__Task description__: Pick out each line in the listing below that contains the word "cloud", and copy those lines.

__Task input__:
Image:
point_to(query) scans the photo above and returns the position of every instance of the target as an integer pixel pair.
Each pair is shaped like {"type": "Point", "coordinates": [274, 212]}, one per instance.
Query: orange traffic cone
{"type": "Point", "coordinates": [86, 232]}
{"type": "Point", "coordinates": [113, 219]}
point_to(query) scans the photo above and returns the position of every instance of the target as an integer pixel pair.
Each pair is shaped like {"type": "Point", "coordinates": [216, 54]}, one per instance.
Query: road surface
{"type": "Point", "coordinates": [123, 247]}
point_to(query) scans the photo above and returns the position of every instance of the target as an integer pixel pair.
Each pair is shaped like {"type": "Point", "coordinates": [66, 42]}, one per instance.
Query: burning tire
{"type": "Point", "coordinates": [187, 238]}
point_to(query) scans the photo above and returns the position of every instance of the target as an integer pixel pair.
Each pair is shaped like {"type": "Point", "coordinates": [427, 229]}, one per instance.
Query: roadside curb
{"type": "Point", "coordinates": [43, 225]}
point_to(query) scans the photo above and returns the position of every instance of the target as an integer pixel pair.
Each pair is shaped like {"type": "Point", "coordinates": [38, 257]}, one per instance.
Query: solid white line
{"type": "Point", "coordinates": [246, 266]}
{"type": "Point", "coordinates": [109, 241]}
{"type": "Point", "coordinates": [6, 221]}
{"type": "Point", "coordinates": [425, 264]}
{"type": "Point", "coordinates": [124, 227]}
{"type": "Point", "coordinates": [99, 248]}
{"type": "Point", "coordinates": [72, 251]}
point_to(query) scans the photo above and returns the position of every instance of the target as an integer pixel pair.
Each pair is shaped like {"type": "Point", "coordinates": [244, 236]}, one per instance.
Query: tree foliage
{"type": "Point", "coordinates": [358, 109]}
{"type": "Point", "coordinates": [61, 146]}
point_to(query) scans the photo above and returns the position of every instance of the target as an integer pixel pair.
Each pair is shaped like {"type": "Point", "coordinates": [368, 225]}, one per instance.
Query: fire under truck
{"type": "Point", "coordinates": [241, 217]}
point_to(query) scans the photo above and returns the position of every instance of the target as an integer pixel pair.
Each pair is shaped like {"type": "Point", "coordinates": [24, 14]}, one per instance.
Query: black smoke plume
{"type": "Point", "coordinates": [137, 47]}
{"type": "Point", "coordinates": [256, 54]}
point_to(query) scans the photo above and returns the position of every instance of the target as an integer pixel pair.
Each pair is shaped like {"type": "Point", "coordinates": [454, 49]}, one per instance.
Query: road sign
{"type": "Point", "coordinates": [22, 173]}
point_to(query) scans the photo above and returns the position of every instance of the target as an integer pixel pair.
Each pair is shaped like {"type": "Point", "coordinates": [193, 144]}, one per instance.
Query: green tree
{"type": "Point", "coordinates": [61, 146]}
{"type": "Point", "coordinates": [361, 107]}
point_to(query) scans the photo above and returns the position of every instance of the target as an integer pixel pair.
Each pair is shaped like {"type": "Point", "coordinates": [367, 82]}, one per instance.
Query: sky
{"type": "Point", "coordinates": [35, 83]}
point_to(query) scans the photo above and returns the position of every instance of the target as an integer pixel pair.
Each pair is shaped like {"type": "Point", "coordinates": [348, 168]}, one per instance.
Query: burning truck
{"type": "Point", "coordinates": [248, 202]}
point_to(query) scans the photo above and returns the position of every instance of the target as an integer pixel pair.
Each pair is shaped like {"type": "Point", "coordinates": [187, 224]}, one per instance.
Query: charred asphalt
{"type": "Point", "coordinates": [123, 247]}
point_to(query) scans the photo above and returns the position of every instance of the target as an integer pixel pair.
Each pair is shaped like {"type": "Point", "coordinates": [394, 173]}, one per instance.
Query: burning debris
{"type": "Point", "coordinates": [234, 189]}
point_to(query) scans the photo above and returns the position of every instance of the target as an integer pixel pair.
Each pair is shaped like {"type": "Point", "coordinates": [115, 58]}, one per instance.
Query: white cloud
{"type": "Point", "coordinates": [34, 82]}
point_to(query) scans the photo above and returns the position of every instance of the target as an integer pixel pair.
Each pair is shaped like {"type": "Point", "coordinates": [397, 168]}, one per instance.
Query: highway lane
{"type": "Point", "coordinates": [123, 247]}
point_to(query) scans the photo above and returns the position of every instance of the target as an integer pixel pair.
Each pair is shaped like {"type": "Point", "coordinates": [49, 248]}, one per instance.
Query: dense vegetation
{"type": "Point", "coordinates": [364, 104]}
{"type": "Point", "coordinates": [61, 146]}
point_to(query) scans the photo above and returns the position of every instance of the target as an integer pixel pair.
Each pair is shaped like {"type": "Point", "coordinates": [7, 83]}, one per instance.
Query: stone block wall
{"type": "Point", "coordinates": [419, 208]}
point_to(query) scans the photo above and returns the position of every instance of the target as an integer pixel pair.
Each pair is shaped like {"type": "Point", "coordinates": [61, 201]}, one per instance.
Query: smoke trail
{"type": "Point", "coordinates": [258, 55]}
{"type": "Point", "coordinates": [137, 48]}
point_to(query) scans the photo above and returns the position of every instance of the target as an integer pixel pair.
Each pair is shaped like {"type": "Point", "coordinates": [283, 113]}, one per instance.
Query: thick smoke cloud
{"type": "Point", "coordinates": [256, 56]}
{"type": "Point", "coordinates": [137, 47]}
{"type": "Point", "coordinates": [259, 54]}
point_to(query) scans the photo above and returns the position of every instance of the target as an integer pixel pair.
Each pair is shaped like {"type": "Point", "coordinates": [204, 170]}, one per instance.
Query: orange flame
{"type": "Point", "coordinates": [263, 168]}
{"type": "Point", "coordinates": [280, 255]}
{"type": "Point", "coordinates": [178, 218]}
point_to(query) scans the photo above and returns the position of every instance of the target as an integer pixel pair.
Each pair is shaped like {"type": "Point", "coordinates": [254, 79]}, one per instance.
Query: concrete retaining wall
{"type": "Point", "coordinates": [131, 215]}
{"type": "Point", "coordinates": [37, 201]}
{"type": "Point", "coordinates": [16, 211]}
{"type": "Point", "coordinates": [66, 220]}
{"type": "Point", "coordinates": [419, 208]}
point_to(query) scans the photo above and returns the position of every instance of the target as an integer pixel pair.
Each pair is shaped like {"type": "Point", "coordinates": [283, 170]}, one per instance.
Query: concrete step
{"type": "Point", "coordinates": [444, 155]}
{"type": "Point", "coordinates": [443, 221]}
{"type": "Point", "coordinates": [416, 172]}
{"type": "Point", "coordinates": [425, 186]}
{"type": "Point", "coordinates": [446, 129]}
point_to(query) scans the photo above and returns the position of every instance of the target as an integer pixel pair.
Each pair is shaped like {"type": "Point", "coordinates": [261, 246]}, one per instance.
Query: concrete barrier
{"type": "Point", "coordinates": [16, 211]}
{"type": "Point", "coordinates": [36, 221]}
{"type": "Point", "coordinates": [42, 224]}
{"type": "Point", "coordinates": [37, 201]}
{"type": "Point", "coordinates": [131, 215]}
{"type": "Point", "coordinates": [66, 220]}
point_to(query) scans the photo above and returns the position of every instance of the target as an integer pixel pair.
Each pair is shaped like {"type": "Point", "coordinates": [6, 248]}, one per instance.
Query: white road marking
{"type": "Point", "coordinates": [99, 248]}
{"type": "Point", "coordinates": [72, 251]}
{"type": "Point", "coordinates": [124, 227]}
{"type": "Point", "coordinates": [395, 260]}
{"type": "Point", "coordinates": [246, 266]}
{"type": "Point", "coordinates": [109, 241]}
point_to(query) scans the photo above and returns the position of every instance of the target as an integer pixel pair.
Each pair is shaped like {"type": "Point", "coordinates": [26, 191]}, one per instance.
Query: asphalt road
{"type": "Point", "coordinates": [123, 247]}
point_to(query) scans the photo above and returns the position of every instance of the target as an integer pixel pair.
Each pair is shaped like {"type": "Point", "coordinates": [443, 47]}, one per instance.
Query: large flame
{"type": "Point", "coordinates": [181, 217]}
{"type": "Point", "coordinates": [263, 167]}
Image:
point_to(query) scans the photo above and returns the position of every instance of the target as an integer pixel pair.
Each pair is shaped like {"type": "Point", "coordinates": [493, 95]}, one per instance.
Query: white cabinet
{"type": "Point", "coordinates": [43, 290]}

...

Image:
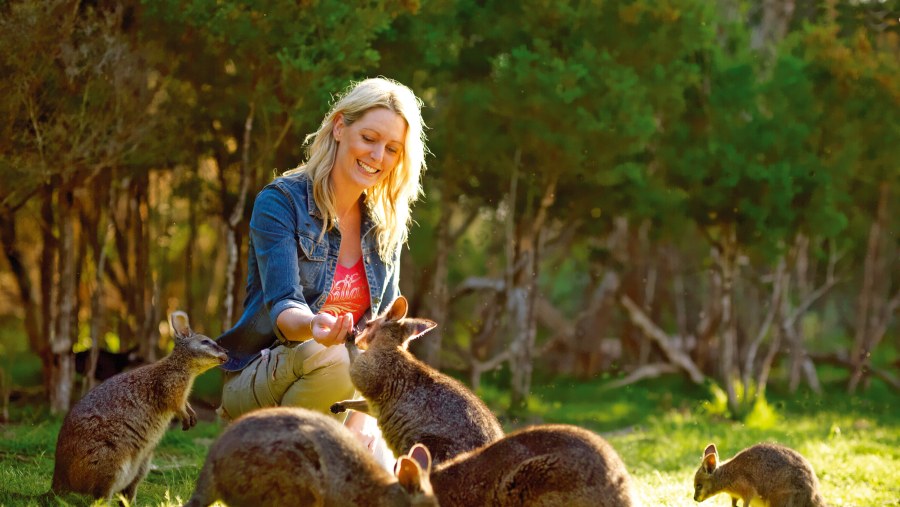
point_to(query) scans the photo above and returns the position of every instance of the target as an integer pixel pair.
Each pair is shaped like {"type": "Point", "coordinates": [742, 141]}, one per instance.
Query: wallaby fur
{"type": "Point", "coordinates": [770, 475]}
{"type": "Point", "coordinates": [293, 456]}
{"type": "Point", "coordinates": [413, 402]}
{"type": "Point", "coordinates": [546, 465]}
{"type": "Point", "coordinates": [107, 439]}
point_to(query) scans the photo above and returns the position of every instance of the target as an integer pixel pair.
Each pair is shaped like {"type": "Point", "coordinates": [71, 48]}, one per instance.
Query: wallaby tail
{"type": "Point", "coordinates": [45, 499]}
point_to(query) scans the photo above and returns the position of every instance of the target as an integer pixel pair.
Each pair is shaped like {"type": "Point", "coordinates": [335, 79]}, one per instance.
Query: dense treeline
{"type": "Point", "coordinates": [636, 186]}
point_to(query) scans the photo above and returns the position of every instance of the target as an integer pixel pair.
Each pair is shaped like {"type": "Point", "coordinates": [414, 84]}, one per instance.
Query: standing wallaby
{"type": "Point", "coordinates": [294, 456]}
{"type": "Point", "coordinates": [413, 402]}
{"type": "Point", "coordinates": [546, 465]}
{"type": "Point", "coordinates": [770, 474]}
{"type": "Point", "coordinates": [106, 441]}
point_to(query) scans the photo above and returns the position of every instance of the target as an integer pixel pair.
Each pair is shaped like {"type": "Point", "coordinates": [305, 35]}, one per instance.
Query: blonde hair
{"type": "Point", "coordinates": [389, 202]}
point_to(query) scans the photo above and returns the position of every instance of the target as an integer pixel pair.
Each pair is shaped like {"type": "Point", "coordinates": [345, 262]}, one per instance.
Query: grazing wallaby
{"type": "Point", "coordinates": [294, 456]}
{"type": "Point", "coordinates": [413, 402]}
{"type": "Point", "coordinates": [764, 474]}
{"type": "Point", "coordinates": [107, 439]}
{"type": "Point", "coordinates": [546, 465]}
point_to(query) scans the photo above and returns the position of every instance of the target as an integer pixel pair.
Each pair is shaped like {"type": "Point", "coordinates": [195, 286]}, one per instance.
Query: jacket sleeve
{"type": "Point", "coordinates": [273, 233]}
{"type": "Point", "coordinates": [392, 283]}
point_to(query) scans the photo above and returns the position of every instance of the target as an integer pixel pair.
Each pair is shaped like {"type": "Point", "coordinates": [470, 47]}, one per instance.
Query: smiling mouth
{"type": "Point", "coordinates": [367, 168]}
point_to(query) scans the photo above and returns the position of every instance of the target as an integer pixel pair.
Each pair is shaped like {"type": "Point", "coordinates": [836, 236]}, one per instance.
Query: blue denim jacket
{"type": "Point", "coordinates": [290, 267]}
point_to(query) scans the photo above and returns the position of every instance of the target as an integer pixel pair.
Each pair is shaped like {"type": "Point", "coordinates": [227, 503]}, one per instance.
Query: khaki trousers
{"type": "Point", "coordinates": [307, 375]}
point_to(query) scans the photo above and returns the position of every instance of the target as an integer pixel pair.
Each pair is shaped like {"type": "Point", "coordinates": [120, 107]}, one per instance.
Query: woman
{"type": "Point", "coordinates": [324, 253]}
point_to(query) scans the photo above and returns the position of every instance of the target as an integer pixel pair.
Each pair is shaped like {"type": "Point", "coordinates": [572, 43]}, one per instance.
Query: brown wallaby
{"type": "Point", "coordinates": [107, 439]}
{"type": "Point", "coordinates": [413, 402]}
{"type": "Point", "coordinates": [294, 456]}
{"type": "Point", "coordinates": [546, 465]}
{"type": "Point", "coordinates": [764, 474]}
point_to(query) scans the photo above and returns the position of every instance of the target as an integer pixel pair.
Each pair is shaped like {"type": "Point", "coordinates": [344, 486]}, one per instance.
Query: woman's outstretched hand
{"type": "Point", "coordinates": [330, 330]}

--

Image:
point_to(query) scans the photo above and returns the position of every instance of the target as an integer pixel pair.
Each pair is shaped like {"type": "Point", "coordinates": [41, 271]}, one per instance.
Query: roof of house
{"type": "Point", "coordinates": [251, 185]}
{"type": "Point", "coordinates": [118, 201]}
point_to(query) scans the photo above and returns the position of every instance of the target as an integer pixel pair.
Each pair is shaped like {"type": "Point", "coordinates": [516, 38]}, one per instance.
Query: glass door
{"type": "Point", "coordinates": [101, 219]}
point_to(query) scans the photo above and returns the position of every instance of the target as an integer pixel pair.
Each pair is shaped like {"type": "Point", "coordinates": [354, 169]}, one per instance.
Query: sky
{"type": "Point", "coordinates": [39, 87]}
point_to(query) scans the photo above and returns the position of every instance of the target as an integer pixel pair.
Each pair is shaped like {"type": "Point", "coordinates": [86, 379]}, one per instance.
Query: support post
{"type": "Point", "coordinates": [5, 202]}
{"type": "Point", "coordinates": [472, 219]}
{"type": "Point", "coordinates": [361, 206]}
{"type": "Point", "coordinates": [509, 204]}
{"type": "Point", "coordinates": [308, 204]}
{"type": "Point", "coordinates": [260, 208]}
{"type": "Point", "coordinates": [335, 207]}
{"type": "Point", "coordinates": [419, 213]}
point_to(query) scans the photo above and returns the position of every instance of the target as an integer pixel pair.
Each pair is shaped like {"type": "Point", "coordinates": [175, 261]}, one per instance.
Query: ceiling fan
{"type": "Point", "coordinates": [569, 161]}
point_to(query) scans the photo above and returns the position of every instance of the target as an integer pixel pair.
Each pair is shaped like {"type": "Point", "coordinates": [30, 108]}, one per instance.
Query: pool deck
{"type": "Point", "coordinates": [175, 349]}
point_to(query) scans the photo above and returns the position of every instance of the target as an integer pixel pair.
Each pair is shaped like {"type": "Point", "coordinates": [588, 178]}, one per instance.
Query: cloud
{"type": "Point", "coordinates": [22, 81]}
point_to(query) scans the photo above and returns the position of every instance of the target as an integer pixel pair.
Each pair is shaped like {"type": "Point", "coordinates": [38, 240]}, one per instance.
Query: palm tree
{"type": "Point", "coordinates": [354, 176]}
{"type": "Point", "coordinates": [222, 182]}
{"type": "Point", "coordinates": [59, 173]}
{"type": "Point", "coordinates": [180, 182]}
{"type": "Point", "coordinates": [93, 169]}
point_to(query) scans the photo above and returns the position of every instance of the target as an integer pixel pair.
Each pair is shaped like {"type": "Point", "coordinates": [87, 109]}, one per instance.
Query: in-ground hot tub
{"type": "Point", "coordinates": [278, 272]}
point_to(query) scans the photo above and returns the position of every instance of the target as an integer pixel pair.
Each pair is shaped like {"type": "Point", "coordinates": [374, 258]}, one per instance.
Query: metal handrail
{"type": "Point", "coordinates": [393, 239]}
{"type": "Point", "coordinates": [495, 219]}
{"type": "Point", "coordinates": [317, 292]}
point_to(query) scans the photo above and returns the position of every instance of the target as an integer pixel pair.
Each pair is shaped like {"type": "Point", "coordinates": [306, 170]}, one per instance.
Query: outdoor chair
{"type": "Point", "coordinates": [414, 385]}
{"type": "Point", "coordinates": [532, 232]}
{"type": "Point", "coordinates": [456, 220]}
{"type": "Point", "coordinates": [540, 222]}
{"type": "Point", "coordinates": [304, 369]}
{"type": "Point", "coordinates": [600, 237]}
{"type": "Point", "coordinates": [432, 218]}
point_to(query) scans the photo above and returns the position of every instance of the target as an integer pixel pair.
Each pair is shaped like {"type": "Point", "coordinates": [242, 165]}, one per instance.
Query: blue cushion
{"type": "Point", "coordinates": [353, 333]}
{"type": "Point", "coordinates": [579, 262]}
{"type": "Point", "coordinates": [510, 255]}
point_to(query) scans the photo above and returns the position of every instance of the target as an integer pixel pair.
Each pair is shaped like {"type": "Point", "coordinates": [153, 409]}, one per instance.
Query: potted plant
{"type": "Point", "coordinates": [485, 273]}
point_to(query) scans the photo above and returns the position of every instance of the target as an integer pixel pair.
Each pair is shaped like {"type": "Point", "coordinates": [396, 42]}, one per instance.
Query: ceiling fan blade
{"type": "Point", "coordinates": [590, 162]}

__Solution to this problem__:
Query: white cloud
Query: thick smoke cloud
Query: cloud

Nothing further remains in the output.